BRIEF:
In the entries below, substitute "point" for every "dot" and change nothing else. Reproduce all of the entries without the pictures.

PROVIDED ENTRIES:
— Start —

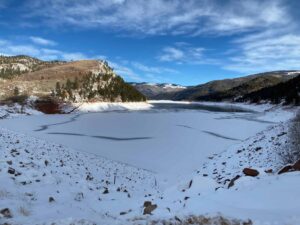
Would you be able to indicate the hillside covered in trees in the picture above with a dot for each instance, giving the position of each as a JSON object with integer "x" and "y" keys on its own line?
{"x": 97, "y": 87}
{"x": 287, "y": 92}
{"x": 76, "y": 81}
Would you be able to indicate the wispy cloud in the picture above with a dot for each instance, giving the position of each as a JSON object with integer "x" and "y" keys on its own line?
{"x": 191, "y": 17}
{"x": 8, "y": 47}
{"x": 185, "y": 53}
{"x": 42, "y": 41}
{"x": 152, "y": 69}
{"x": 124, "y": 71}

— End —

FINAL RESULT:
Would you be able to indicate the hillside covered in trees in the picture above with a point for each instance, giving the position of each as a JSON object with integer "x" and "y" keys on its own line?
{"x": 97, "y": 87}
{"x": 287, "y": 92}
{"x": 76, "y": 81}
Would you be able to indicate the wispy cloud in the picture above with a point for each instance, giving the position of each as a JSON object with integer "x" and "y" keys on its own line?
{"x": 191, "y": 17}
{"x": 8, "y": 47}
{"x": 185, "y": 53}
{"x": 42, "y": 41}
{"x": 152, "y": 69}
{"x": 124, "y": 71}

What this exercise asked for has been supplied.